▸ **What you will do**:
Please give back word for word the lines of the material below between the line containing "Target: black leather belt" and the line containing "Target: car wheel", inclusive.

▸ **Data extract**:

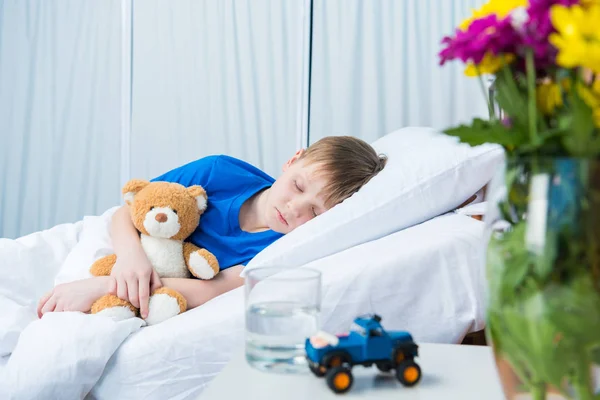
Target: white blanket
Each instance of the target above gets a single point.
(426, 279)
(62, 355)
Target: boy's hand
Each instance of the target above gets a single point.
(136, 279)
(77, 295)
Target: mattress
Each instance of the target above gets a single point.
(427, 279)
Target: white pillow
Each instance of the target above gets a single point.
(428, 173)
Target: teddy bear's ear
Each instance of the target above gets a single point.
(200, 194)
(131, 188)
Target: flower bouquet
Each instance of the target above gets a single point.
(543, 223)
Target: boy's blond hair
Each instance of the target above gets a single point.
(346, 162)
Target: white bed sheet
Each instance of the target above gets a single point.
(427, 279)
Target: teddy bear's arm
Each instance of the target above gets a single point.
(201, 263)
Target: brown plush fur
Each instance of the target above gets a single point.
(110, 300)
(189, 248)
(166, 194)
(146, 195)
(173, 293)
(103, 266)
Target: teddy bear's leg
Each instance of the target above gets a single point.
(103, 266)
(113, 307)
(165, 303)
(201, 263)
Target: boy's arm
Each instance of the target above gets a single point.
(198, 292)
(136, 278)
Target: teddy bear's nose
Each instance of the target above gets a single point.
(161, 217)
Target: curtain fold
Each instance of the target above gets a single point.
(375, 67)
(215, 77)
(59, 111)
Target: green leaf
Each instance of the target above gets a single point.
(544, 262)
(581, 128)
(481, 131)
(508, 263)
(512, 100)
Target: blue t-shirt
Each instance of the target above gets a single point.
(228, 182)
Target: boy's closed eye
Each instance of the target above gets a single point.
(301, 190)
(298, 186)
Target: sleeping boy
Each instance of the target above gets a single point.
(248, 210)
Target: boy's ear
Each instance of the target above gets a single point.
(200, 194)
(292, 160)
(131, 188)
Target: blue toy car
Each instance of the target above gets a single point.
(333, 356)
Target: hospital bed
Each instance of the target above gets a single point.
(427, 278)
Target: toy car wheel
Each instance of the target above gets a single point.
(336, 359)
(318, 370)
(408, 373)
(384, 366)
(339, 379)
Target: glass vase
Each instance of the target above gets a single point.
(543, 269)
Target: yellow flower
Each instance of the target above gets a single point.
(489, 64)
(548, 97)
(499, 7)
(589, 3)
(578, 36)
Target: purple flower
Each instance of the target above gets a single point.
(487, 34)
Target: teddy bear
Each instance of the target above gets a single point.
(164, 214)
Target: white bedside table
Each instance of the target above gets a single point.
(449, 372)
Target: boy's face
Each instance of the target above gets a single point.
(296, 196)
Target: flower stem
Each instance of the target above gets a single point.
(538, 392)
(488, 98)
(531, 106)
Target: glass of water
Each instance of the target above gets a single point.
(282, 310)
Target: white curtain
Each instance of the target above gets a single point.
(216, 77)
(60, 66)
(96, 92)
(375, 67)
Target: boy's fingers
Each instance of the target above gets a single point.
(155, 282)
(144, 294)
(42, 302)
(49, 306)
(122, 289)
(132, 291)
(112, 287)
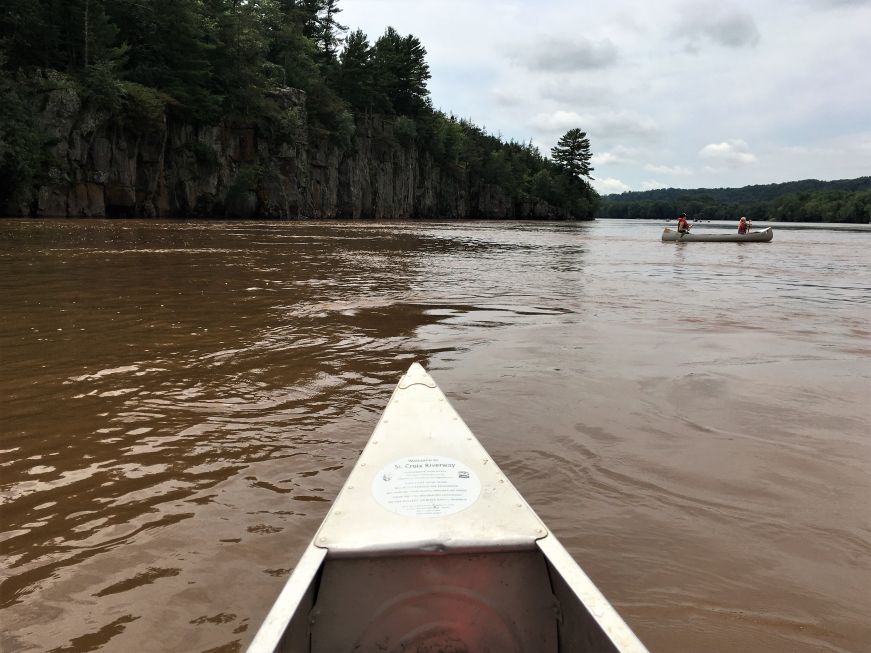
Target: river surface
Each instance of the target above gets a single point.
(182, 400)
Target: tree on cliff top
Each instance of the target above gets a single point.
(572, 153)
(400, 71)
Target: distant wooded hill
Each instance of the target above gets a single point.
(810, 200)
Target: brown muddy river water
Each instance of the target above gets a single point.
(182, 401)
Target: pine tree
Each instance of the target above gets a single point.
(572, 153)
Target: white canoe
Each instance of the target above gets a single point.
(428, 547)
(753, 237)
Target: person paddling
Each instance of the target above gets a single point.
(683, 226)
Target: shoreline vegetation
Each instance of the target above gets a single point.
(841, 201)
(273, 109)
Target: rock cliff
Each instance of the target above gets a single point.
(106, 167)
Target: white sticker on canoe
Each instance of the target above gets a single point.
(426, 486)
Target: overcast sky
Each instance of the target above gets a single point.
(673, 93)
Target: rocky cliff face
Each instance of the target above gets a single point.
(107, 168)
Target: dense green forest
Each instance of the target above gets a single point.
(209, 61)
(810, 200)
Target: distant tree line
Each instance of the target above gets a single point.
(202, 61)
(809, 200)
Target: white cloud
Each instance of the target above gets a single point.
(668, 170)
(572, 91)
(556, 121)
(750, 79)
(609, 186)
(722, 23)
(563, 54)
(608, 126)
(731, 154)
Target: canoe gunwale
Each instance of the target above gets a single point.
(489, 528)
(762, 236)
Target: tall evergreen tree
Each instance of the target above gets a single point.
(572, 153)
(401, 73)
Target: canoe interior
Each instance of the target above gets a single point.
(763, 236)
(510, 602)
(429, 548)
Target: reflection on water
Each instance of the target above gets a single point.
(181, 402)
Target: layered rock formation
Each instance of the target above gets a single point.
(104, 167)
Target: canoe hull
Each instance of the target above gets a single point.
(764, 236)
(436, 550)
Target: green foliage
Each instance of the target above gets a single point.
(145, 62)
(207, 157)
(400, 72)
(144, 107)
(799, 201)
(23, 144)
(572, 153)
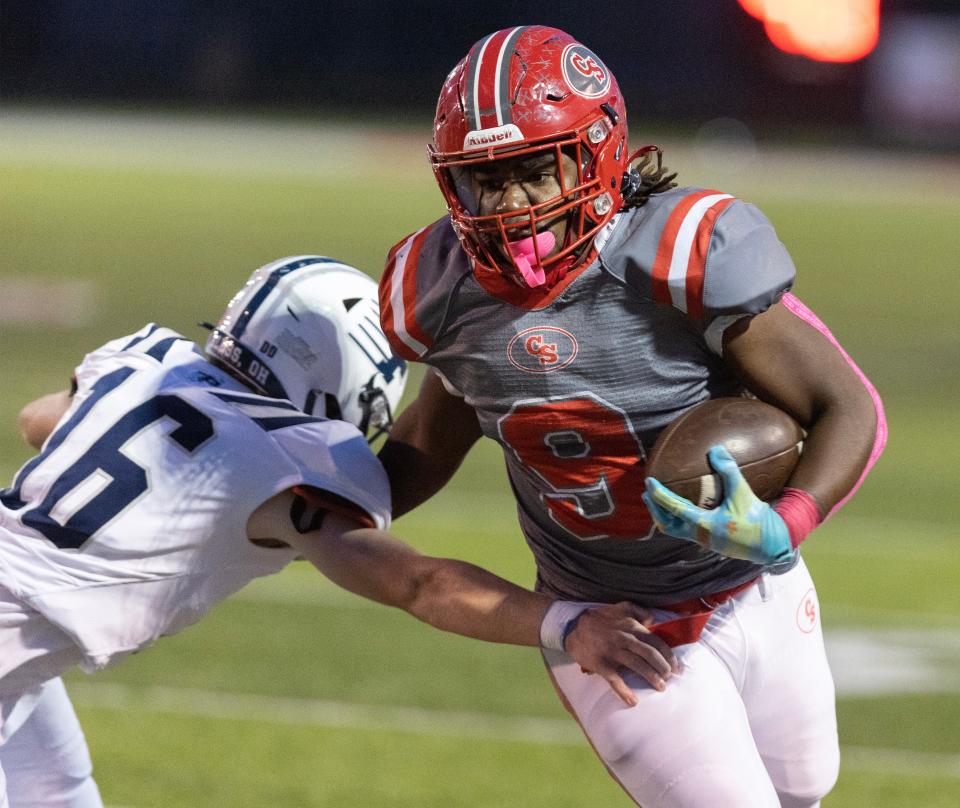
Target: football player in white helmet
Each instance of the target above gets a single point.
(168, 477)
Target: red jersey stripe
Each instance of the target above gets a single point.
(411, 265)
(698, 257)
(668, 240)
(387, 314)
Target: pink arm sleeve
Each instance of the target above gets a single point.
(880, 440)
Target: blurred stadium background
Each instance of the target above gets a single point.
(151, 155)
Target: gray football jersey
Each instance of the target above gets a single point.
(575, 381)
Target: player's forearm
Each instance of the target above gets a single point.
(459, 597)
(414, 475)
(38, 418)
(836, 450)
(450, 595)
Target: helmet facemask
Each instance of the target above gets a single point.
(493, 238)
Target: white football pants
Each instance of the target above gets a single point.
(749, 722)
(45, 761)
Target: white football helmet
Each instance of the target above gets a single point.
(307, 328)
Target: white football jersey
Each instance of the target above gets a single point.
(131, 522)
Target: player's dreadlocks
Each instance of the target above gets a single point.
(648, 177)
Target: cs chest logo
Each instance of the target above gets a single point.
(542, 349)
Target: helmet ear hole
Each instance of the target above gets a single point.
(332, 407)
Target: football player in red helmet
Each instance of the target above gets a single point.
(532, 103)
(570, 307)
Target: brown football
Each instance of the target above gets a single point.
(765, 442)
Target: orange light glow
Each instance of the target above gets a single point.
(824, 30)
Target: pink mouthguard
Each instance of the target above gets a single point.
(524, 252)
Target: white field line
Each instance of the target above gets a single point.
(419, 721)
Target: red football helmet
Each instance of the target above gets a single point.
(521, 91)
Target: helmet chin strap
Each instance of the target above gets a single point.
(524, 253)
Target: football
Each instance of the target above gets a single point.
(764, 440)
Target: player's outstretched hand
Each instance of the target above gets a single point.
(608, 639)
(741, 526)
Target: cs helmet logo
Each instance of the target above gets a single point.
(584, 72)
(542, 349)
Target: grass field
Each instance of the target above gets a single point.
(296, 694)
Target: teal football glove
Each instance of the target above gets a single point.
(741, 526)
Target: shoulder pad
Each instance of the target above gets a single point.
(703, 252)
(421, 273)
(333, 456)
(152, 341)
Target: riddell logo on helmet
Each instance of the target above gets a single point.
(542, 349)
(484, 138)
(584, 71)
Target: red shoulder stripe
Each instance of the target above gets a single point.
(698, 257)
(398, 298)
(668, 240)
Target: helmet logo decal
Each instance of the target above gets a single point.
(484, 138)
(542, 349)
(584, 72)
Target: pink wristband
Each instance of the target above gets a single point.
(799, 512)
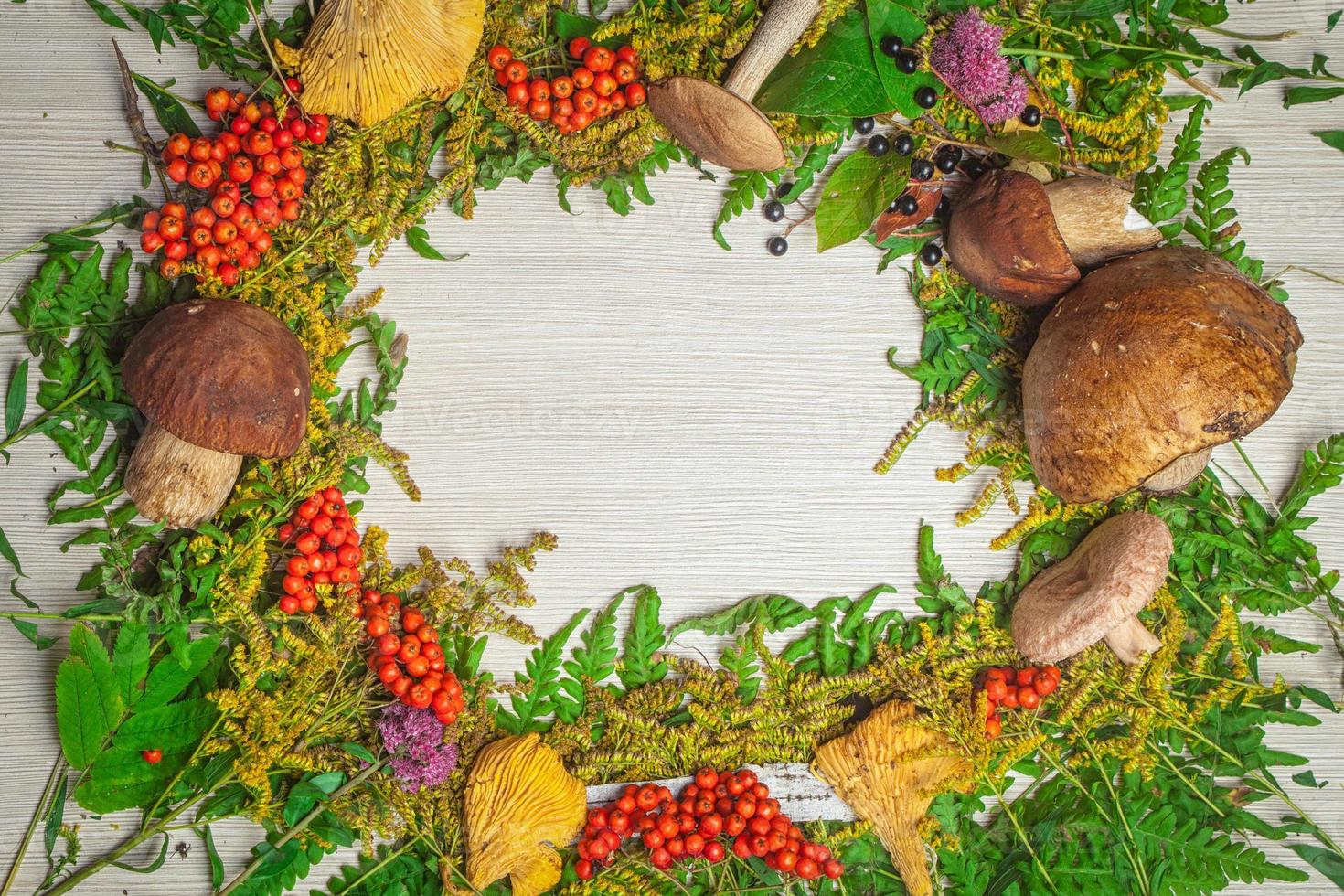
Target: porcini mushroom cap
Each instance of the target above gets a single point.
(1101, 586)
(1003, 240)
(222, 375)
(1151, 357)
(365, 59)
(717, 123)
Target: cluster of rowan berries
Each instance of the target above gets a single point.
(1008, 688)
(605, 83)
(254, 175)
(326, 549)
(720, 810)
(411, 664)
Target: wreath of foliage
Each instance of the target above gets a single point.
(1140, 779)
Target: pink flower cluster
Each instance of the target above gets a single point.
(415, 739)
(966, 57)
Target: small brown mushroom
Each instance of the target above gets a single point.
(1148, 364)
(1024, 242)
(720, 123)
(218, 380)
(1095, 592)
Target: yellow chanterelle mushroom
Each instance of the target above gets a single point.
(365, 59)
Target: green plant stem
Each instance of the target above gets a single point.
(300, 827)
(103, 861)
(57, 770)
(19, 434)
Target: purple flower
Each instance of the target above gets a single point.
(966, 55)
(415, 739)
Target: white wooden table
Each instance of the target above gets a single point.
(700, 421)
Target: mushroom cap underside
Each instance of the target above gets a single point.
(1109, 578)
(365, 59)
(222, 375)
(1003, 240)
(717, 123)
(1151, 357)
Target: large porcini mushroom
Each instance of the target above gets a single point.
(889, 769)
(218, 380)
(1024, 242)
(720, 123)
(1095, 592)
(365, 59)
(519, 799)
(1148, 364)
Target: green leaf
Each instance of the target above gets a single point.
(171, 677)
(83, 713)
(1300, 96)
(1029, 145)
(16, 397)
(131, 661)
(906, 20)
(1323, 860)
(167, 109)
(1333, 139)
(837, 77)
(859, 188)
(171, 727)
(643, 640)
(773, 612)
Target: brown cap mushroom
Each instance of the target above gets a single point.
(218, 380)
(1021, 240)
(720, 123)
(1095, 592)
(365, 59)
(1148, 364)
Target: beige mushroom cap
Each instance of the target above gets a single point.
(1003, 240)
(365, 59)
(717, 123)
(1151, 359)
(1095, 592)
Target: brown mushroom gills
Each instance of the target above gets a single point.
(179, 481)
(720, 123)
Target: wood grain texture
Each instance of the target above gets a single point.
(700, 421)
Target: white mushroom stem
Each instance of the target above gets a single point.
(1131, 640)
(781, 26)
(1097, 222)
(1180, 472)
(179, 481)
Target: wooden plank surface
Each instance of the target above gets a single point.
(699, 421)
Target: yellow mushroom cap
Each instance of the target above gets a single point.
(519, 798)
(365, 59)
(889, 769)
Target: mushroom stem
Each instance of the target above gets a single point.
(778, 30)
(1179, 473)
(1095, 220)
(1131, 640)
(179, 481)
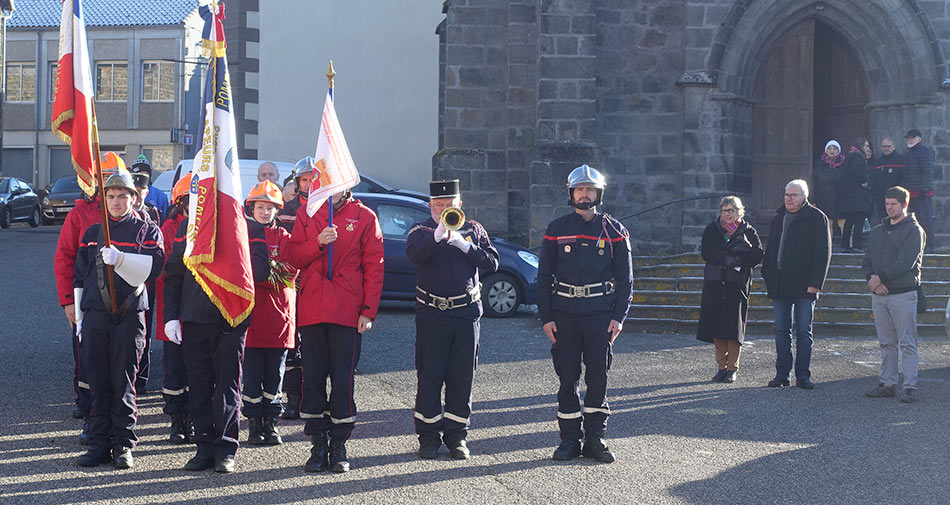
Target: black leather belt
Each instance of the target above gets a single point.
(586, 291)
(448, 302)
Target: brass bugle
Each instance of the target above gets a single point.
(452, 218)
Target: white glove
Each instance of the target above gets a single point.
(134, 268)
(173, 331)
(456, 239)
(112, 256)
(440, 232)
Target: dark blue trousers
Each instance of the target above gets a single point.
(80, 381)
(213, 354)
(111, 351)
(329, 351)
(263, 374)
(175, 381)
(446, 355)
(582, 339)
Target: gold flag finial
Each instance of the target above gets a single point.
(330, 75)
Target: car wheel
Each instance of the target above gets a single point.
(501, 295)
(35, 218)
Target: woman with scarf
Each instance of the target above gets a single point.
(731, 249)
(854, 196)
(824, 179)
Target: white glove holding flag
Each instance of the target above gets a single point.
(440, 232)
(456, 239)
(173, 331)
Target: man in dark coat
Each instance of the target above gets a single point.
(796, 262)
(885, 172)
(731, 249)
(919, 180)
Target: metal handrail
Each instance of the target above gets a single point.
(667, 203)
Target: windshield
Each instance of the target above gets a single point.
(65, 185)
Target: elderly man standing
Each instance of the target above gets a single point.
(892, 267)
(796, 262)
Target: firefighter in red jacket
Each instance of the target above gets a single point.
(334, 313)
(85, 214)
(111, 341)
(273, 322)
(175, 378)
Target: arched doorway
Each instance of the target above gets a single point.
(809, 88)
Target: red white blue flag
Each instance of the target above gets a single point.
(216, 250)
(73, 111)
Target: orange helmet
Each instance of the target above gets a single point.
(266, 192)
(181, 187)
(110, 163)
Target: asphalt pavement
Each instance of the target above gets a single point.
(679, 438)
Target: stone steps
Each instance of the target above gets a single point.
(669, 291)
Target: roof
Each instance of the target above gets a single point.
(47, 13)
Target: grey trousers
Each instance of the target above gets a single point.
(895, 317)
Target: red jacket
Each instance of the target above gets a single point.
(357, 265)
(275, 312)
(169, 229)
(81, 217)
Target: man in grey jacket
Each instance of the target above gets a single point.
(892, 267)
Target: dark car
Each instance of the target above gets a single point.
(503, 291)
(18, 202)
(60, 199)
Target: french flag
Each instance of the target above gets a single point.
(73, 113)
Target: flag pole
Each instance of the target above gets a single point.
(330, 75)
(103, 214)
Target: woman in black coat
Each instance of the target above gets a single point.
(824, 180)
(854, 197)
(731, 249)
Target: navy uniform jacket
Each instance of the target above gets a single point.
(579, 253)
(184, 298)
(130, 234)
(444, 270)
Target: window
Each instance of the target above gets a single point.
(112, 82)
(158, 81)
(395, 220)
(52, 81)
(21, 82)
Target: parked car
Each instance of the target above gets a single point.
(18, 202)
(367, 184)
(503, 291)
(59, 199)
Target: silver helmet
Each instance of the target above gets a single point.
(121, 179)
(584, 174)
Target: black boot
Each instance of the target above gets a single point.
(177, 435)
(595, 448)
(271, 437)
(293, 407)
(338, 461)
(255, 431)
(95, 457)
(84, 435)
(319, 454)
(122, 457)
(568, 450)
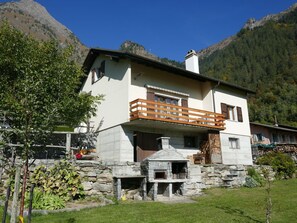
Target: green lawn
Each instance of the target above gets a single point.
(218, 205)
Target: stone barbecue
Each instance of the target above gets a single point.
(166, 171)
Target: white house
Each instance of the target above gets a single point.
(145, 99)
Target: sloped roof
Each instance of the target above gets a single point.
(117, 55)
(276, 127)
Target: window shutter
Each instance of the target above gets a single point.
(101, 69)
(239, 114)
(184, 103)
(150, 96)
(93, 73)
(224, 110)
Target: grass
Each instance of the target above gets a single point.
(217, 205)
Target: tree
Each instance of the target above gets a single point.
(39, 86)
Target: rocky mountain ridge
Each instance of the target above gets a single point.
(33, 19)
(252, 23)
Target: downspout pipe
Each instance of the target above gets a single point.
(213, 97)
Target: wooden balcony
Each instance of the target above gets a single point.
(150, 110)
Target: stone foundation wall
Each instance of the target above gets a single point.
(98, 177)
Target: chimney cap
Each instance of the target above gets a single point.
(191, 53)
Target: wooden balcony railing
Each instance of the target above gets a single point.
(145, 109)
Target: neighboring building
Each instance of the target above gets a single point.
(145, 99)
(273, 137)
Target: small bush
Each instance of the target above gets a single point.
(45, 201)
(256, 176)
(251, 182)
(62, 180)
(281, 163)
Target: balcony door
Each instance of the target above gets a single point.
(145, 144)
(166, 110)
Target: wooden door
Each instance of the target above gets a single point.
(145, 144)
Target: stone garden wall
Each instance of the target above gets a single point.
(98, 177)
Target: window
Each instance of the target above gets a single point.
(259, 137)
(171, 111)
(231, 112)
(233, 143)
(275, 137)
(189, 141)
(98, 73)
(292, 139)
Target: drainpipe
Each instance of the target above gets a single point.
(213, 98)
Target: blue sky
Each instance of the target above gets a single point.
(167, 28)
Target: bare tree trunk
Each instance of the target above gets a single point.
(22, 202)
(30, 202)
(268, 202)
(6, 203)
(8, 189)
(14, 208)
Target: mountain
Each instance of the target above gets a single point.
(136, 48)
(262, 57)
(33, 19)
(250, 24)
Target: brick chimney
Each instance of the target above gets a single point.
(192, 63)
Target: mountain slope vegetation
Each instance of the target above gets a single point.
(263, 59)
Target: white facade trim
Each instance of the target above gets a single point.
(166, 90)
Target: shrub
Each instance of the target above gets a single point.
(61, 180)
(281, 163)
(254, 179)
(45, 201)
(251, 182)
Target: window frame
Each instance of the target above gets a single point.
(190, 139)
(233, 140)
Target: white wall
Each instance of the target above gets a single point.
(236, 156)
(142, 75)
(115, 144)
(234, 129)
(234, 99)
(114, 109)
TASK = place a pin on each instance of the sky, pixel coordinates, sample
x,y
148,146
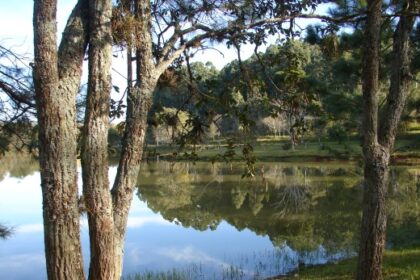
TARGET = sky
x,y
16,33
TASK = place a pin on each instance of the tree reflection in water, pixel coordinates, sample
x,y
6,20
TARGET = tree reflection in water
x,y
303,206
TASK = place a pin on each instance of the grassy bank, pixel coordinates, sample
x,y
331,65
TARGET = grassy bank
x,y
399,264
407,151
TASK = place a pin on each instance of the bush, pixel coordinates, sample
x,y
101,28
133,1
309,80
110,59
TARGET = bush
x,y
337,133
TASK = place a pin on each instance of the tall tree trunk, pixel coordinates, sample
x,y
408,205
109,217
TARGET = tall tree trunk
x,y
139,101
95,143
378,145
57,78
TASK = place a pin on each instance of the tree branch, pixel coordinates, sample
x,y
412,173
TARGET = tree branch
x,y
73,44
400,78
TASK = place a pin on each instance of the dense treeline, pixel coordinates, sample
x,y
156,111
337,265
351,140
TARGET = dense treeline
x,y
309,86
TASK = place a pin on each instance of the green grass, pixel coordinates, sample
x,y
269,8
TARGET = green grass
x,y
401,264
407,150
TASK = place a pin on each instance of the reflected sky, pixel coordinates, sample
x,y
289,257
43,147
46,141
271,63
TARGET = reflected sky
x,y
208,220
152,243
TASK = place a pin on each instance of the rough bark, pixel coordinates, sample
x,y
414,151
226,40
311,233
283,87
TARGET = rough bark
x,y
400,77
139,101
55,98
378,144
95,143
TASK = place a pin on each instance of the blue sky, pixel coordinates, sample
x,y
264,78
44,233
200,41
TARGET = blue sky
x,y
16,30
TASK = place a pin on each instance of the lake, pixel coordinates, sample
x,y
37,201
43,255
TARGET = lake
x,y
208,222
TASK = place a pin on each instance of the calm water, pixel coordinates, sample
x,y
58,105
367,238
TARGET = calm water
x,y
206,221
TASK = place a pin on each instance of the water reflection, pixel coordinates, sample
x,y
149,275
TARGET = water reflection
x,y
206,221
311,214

▸ **Written solution**:
Target: black leather belt
Each instance of the target above gets a single point.
(586, 291)
(448, 302)
Target: brass bugle
Each instance of the target above gets a single point.
(452, 218)
Target: white glove
Each instance of the target above gets a single point.
(134, 268)
(173, 331)
(456, 239)
(112, 256)
(440, 232)
Target: dark blue trousers
Each instance of the target above gets a single point.
(80, 381)
(213, 354)
(111, 351)
(329, 351)
(263, 374)
(175, 381)
(446, 355)
(582, 339)
Target: gold flag finial
Each instance of the target above gets a single point.
(330, 75)
Target: car wheel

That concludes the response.